Scovell claimed all the business from the Hyatt Regency will move to the city’s hotel. “We get clobbered,” he said, but he believes in the long run and that "the tide will rise."

“If we don’t build the hotel, then we’re just on the gradual decline. We’re not going to go anywhere,” Scovell said. “If there’s anybody up here with his hair on fire standing up here, you’d think it would be us. It’s not. We believe in this project.”

Scovell’s time was extended as he discussed his history with the Crow family, which he said dates back 40 years when he audited Trammell Crow when Scovell was with Arthur Anderson. He gushed about the Crows, saying there wasn’t a greater visionary or person in the real estate industry than Trammell Crow.

“They’re competitors,” Scovell said. “They like to win. They don’t like to lose.”

Lemme get this straight. Scovell says the city’s hotel will steal his business and the Crows are worried about their business too? This sounds like a reason not to build the hotel. Since when do we allow the government to fully subsidize a project that competes directly with private businesses?

So why is Scovell in favor of the competition? I’ve got some ideas, but the bottom line is he’s admitting both hotels will suffer losses. One side helped get Leppert elected, and the other contributed to Ed Oakley’s campaign. Someone is gettin’ payback outta this, and it ain’t the Crows.

Then came the command from Darth Scovell, Lord of the Citizens Council: “You cannot do nothing. We have to do this.”

After the speakers, Economic Development Committee chair Ron Natinsky once again said, “This is not a taxpayer-paid-for hotel.” He also noted for the zillionth time that there have been more than 20 meetings about the hotel, and it has been an open, visible process. Of course, he forgot to mention that many of the key decisions -- selecting the site, public ownership and developer -- were made in closed session, and in none of those presentations was there any data saying the convention center is struggling or making the connection between how other cities’ convention attendance has been affected by building a hotel.

Deputy Mayor Pro Tem Dwaine Caraway chastised Citizens Against the Taxpayer-Owned Hotel for sending a mailer to the Southern sector thanking them for their support, saying they had no right and calling it misinformation. Caraway must have forgotten about the misinformation sent out all over Dallas by Vote No! last year during the Trinity toll road referendum.

Southern sector council member Tennell Atkins said he hasn’t received any phone calls or memos telling him not to build the hotel, which seems like an excuse to do almost anything.

Jerry Allen said he’s convinced “150 percent” that the city needs to move forward with building the hotel. “The numbers, to me, are pure. They’re clean,” he said. “It’s one plus one equals two. That’s how clear it is to me with the numbers.”

In 2004, HVS Consulting & Valuation did a study on a proposed 1,200 convention center hotel, just like they did again this year. In ’04, the study said the hotel would create roughly $444 million in revenue from 2012-'17, and that number jumped to $571 million in the ’08 study. That’s a spike of more than 28 percent with no reason to support it, and those are pure numbers? Additionally, this year’s study says the hotel will earn $70.7 million in 2012 and steadily rise to $123.5 million in 2021, an incredible revenue increase of 75 percent in just 10 years.

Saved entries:
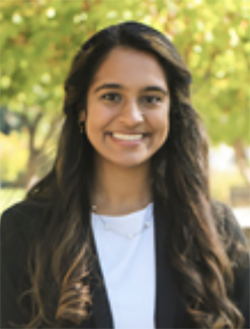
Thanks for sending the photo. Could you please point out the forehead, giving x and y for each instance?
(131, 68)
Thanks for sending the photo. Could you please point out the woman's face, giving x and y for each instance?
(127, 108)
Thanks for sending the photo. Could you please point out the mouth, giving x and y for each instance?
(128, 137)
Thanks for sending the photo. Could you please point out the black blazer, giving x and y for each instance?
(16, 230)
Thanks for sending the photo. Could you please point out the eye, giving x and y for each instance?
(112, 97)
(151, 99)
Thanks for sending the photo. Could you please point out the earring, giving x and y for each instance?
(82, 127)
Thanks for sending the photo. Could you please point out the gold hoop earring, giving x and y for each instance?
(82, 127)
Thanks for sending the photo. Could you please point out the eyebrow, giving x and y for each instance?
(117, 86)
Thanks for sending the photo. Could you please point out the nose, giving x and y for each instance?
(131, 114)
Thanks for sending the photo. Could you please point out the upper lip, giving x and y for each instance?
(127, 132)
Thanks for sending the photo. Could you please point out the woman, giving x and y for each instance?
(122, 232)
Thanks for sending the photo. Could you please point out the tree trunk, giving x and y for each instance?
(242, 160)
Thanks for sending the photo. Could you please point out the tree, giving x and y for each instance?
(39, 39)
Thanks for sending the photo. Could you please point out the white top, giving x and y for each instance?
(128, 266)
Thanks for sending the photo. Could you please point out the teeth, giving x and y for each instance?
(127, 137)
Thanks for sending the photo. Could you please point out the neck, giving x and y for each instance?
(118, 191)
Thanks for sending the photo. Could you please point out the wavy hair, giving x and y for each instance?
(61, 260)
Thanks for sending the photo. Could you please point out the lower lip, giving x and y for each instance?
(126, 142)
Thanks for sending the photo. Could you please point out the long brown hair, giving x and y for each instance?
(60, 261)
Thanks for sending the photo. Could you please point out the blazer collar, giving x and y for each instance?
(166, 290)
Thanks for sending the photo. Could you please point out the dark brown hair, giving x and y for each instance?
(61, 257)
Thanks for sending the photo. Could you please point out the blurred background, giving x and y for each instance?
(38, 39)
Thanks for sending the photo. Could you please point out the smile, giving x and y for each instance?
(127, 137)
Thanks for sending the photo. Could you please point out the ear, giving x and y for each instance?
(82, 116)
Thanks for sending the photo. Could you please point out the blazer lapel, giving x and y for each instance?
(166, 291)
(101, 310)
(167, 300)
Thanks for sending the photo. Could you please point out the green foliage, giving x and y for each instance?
---
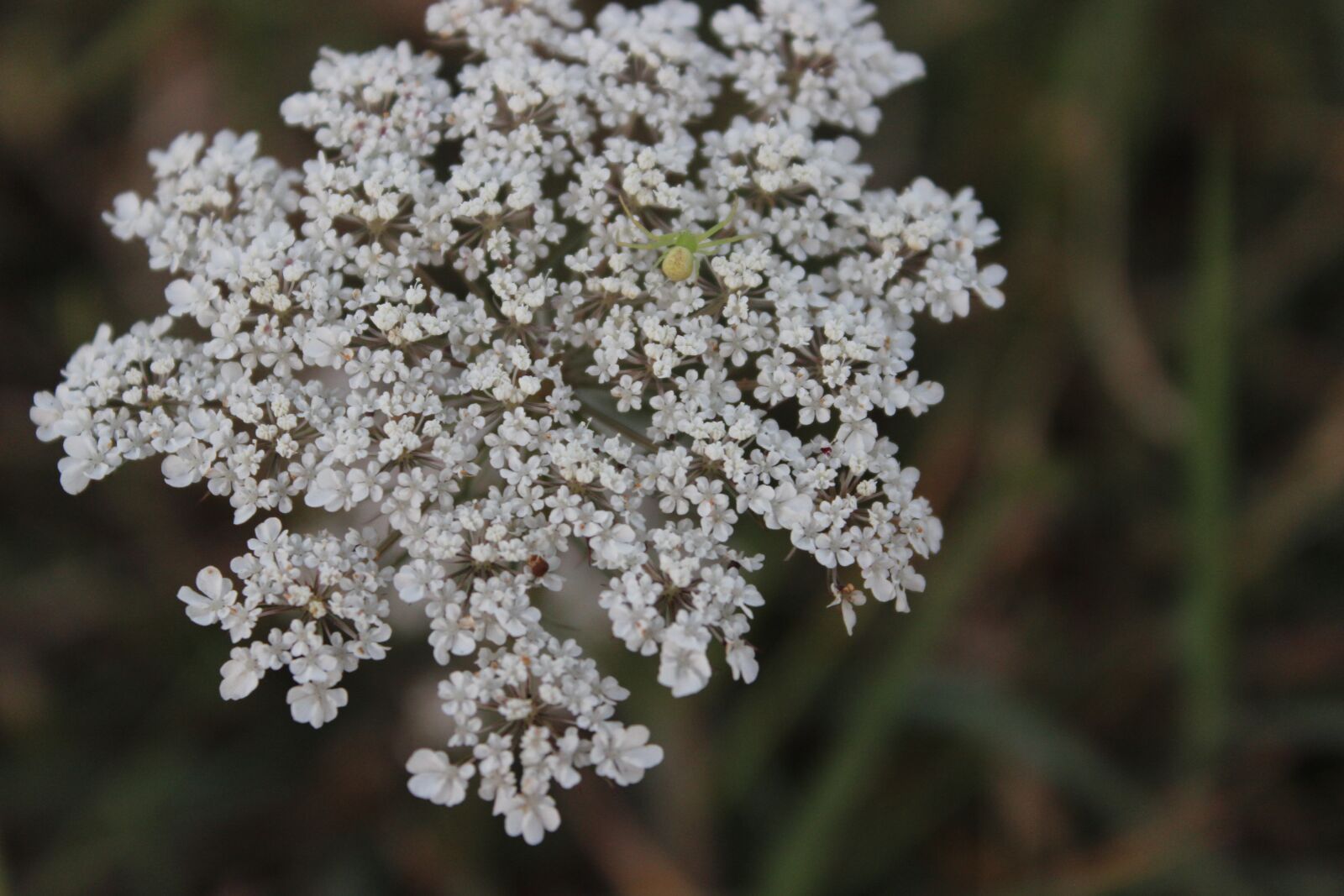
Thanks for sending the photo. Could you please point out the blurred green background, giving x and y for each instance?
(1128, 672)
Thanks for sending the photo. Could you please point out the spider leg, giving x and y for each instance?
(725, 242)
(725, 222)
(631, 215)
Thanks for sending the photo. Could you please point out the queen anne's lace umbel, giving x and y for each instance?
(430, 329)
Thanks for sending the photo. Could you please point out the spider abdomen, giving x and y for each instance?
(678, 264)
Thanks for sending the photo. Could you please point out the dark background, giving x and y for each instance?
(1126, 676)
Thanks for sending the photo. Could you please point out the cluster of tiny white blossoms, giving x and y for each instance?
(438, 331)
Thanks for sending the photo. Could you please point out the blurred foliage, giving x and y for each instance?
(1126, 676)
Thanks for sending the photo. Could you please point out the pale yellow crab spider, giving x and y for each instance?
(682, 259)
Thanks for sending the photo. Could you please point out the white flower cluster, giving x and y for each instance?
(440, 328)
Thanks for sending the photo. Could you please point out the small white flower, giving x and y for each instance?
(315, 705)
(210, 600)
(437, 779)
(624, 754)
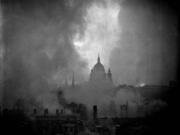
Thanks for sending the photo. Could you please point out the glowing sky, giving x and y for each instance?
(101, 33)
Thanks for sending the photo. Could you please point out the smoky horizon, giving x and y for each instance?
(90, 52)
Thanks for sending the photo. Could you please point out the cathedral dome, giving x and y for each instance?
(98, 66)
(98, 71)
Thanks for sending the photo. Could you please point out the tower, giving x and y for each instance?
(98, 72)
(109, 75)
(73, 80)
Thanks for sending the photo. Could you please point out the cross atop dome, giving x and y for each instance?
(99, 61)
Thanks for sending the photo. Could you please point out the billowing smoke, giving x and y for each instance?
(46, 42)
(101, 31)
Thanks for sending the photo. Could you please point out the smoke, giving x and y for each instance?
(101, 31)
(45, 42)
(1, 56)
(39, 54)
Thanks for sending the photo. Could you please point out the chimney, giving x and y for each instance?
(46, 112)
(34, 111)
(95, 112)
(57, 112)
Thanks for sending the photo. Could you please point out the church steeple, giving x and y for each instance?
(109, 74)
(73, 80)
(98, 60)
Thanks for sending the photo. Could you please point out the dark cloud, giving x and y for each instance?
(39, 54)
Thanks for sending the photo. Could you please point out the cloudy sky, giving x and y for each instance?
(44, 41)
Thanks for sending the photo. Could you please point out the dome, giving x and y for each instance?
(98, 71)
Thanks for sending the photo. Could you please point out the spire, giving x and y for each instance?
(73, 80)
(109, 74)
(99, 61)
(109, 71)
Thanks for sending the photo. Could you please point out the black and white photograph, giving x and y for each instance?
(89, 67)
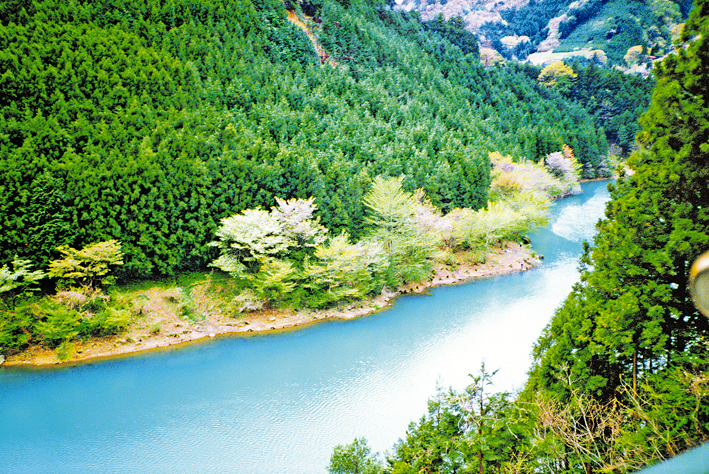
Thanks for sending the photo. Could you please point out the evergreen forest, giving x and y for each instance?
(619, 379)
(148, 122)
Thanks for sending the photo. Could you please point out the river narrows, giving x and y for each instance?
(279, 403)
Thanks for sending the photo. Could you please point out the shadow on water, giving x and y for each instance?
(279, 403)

■ **REQUIRED TASKS**:
1. Pull out every line in the records that contains the word "woman", and copy each one.
2. Write the next part of the piece about the Dallas convention center hotel vote, picking up right after its last sentence.
The piece and the records have nothing to do with each other.

■ **ANSWERS TO EACH TASK**:
1.
Thanks for sending the photo. Could you please point out the woman's face, giving x and y for each instance?
Thanks for sending the photo. Could you please point out the woman, giving x and y for each instance?

2.
Allen also spoke about the 60,000 signatures, pointing out the 1,240,000 citizens who didn’t sign it. “I’m all about voting. Let them vote,” he said. “But I’m all about, when it’s all said and done, that those votes have already taken place. And that’s when they voted for us.”

In the May 12 election last year, a combined 61,145 people voted for the 14 current council members and Mayor Leppert, and four of those council members (Hill, Neumann, Davis and Atkins) and the mayor didn’t win their places outright, needing the June 16 runoff to secure victory. Given that essentially the same amount of people cared about the council and the mayor that care about voting on the hotel, what about the 1,240,000 citizens who didn’t vote for Allen and his colleagues?

Finally, for the two people who have stuck it out this long, Vonciel Jones Hill shed light on what otherwise was mostly a pro-hotel affair. With Mitchell Rasansky recused and Angela Hunt in Europe, she was the lone voice of opposition. After a long stare at John Wiley Price, someone she said is like family to her, Hill served up one of the most eloquent speeches you’ll hear from a council member. It's below. --Sam Merten

“My position on this issue is no secret. I have said from the beginning I separate the issues of whether my city has a convention center hotel and who owns that hotel. I continue to believe that those are separate and distinct issues. I believe that my city needs an attached convention center hotel. I do not believe that the hotel should be owned by the City of Dallas.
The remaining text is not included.